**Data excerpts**
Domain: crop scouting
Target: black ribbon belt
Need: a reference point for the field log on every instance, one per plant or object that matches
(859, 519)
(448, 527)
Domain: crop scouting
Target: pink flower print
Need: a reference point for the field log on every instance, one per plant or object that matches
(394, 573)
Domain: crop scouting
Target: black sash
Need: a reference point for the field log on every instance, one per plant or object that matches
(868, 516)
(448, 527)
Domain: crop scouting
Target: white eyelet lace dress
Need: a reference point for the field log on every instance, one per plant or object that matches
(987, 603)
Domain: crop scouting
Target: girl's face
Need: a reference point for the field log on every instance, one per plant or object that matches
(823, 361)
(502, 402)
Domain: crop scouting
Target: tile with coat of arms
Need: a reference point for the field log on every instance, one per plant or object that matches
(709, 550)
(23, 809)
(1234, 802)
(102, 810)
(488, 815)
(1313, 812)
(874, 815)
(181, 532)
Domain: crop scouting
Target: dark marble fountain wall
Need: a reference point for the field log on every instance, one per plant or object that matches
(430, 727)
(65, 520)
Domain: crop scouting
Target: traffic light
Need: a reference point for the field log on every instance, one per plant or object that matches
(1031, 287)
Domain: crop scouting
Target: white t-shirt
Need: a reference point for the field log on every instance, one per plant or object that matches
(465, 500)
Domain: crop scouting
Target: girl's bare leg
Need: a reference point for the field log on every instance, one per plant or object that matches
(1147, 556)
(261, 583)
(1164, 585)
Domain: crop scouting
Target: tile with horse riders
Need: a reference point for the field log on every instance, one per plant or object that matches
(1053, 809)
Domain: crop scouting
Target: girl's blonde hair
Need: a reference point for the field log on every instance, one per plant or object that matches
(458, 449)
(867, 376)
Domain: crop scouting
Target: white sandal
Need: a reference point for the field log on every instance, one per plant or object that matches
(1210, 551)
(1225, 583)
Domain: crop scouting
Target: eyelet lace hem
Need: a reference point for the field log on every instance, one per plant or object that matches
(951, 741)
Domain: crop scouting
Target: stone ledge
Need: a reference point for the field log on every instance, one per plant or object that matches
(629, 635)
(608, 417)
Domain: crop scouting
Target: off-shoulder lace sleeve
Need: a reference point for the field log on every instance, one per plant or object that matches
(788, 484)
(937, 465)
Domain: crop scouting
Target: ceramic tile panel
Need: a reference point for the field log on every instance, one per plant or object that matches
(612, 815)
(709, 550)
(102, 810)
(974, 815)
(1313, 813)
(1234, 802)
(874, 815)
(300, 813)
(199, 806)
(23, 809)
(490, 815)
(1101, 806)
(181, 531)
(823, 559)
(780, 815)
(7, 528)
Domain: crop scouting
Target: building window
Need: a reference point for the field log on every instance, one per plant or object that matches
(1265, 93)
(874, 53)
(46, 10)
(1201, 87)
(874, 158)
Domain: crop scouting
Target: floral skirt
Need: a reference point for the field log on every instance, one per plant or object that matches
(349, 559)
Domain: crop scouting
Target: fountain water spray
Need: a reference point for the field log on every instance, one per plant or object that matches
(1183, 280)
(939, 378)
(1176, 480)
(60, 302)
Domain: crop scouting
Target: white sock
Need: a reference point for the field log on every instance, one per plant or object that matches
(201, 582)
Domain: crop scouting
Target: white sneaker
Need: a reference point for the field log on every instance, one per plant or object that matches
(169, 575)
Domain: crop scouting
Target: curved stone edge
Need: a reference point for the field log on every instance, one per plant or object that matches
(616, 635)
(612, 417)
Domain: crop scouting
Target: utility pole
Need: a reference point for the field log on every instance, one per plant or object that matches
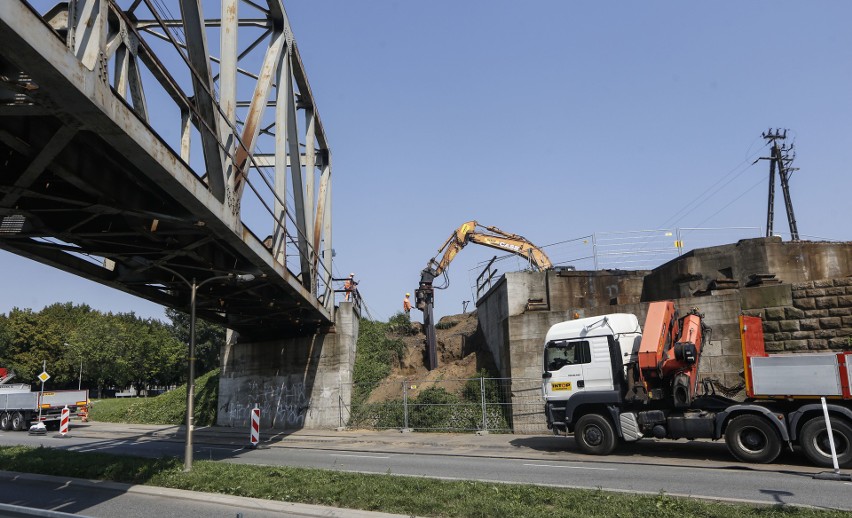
(781, 157)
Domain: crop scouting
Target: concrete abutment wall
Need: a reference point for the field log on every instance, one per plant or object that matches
(299, 382)
(757, 276)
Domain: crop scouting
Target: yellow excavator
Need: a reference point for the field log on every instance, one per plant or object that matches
(469, 232)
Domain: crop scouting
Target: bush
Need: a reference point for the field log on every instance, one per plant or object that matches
(168, 408)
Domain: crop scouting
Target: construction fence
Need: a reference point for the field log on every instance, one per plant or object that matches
(628, 250)
(497, 405)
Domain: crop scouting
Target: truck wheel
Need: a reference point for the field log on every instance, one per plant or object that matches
(814, 442)
(594, 435)
(751, 438)
(18, 421)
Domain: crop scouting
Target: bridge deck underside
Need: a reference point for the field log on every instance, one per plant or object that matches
(80, 192)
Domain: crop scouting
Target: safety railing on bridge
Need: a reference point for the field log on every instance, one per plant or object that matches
(627, 250)
(498, 405)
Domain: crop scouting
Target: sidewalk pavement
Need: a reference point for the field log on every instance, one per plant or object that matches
(241, 502)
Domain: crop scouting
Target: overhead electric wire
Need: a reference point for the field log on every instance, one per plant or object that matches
(762, 180)
(712, 190)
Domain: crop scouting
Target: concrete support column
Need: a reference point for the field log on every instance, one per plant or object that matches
(297, 382)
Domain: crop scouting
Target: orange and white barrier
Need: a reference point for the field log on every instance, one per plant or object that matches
(255, 426)
(63, 421)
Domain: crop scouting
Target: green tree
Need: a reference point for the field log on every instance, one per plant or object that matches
(209, 338)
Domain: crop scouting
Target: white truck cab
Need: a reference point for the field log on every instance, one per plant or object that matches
(578, 354)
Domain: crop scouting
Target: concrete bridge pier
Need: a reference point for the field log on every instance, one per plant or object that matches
(297, 382)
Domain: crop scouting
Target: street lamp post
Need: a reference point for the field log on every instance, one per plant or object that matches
(80, 379)
(190, 383)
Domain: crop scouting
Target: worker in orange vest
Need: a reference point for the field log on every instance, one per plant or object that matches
(349, 286)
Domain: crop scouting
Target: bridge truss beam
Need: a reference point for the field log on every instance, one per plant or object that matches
(102, 105)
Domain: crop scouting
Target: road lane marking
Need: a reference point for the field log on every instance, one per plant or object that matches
(568, 467)
(358, 456)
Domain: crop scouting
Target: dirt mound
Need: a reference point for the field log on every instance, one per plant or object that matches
(461, 354)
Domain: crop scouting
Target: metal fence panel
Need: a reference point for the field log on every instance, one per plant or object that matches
(500, 405)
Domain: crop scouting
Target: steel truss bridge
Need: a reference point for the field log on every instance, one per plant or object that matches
(147, 149)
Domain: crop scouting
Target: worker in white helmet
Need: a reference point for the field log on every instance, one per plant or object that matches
(349, 286)
(406, 305)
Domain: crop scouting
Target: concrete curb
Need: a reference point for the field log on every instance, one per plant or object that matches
(258, 504)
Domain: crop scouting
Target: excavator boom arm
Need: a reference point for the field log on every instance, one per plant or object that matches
(494, 238)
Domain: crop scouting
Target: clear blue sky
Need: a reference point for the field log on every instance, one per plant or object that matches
(554, 120)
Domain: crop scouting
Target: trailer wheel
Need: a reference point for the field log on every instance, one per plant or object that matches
(595, 435)
(751, 438)
(18, 421)
(814, 442)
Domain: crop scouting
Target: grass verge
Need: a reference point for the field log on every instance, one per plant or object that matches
(168, 408)
(387, 493)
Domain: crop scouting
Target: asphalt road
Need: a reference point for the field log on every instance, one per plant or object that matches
(700, 469)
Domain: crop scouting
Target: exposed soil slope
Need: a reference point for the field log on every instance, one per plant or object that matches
(461, 354)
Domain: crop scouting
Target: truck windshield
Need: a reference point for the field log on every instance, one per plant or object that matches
(560, 353)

**What is being asked**
Exact reproduction is required: output the lines from the start of the entries above through the line with "Target: black sash".

**Output for this task**
Domain: crop scouting
Target: black ribbon belt
Need: a reference point for the field log on every instance, one per plant or object that matches
(859, 519)
(448, 527)
Domain: crop scouting
Target: pink flower print
Need: a reference point for the field log on every instance, one per plant or object that matches
(394, 573)
Domain: crop scouting
Target: black sash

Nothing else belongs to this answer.